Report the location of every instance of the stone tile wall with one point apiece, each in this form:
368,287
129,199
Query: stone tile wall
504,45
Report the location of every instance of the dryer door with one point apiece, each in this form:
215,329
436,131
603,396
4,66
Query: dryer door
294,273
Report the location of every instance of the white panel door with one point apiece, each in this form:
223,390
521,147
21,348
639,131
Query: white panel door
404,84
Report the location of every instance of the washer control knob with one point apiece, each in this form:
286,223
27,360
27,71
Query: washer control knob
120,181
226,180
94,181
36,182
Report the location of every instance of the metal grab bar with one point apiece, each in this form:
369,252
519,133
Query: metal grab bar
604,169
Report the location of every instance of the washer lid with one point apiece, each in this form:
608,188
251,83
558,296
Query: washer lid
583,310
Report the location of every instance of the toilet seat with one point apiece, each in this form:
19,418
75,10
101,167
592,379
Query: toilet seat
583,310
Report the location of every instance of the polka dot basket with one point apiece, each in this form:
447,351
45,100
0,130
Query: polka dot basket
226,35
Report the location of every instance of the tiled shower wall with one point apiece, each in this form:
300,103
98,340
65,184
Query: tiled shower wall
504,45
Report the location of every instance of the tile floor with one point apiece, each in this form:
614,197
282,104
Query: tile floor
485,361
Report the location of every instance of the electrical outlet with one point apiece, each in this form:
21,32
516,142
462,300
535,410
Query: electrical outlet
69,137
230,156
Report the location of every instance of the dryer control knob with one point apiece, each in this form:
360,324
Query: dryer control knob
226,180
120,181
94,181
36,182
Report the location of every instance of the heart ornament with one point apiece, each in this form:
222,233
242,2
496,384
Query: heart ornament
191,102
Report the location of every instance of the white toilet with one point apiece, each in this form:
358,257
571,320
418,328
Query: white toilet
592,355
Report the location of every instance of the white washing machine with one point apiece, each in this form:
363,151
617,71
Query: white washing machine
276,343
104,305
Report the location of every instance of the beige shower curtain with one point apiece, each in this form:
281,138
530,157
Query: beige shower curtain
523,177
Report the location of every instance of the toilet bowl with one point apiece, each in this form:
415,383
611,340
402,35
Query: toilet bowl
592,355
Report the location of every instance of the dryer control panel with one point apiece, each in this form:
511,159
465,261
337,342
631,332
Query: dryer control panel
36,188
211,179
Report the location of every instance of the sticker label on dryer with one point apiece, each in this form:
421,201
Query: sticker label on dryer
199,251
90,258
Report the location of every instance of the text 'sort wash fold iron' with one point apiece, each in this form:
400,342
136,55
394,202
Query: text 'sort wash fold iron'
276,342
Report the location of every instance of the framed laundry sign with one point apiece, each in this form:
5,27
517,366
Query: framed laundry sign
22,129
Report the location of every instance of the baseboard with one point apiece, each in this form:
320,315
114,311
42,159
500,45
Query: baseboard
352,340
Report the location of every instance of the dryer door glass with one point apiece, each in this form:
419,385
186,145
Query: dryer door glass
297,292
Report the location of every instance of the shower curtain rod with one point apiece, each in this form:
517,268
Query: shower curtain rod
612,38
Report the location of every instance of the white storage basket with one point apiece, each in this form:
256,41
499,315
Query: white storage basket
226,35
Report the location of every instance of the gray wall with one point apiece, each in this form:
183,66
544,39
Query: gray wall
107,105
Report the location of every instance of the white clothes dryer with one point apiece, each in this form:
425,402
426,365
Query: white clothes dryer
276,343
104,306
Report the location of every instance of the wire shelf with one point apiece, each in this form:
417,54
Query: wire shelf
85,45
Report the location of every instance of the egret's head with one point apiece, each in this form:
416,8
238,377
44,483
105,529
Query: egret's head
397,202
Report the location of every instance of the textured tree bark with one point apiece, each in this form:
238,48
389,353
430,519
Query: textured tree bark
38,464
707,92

+---+

**DIRECTIONS FOR THIS TASK:**
Your task is to reproduce the whole listing exactly.

**ANSWER TO THE TASK:**
Report the location of every instance of the stone tile wall with one point apiece, each in this form:
368,287
129,199
Query: stone tile wall
504,45
Report the location of every instance of the dryer door with one point apiece, each in this form:
215,329
436,131
603,396
4,66
Query: dryer door
294,273
Report the location of every instance of the white panel door with one point apiece, each in this form:
223,390
521,147
21,348
639,131
Query: white panel door
404,84
Report the location of every instance of the washer control knob with one point apiece, each in this form:
286,223
27,360
27,71
Query: washer control knob
120,181
226,180
94,181
36,182
Report the location of every instance of the metal grab bar with one point apiece, each in this form:
369,252
519,133
Query: metal grab bar
604,169
Report the location of every instance of the washer lid with one point apiece, each in this form:
608,188
251,83
558,296
Query: washer lid
583,310
Report the location of every instance of the toilet seat with one point apiece, each in this form:
19,418
75,10
101,167
592,379
Query: toilet seat
583,310
Report the location of every instance of the polka dot basket with one point apiece, each in this form:
447,351
45,100
0,130
Query: polka dot basket
226,35
Report the location of every instance of the tiled shower wall with one point apiece, each in this form:
300,103
98,340
65,184
Query: tiled shower wall
504,45
Report the location of every instance of the tile floor with one point apiece, each in this form:
614,197
282,104
Query: tile floor
485,361
Report the location of every instance of the electrical outlet with one point apiece, each in this form:
21,32
516,142
462,300
535,410
Query: electrical outlet
69,137
230,156
Report the location of every instance of the dryer control knob with one point apiece, each in this form:
360,324
Query: dryer control knob
226,180
120,181
94,181
36,182
Report the location of every instance of the heart ornament with one point apiece, each in this form:
222,233
242,2
496,384
Query: heart ornament
191,102
Report the location of every instance of the white toilet with one point apiece, each in this form:
358,257
571,320
418,328
Query: white toilet
592,355
Report the location of every instance of the white washing machine with one point apiece, each in this form:
363,151
617,71
Query: white washing machine
276,343
104,305
Report the location of every instance of the beige shower curtain with one point apiece, each in this form:
281,138
530,157
Query: beige shower curtain
523,177
Report the location of every instance of the toilet bowl with one point apiece, each in this form:
415,383
611,340
402,35
Query: toilet bowl
592,355
Report the location of every instance of the dryer control panel with one point apiece, each in this form:
511,159
465,261
337,342
631,332
Query: dryer control panel
36,188
211,179
Report the location of every instance of the sticker label on dryer with one point apiece, each in this form:
421,201
Query: sticker label on dryer
199,251
90,258
Report the location of every instance of the text 'sort wash fold iron' with one point apiece, each in this form:
400,342
136,55
394,202
Query: text 'sort wash fold iron'
276,342
Report the location of every instance of the framed laundry sign with one point apiece, each in this form:
5,27
517,366
Query: framed laundry sign
22,129
Report the location of every instance of the baseboard with one point apiece, each in this form:
320,315
114,311
42,159
500,45
Query: baseboard
352,340
Report the location of every instance of the dryer door glass with one point apiece, each in this form:
419,385
186,145
Query: dryer door glass
297,292
Report the location of every instance of the shower curtain rod with one point apiece, each in this form:
517,268
Query: shower curtain rod
612,38
Report the location of every instance of the white storage basket with one point apiece, each in this form:
256,41
499,315
Query: white storage basket
226,35
Report the location of every instance of the gray wall with one point apiece, each in this form:
183,66
544,39
Query: gray wall
107,105
Report the location of every instance of the white clothes dryer with one point apiece, each in this form:
425,402
426,365
Query: white clothes dryer
276,343
104,306
Report the location of every instance of the wire shelf with one point apiece, each in this form:
417,54
Query: wire shelf
85,45
Report the location of every instance of the egret's head with one point apiece, each in this form:
416,8
238,377
44,483
105,529
Query: egret's head
397,202
Report the location of every instance of the textured tree bark with one point apiece, each in this form:
238,48
389,353
430,519
Query: textured tree bark
38,464
707,92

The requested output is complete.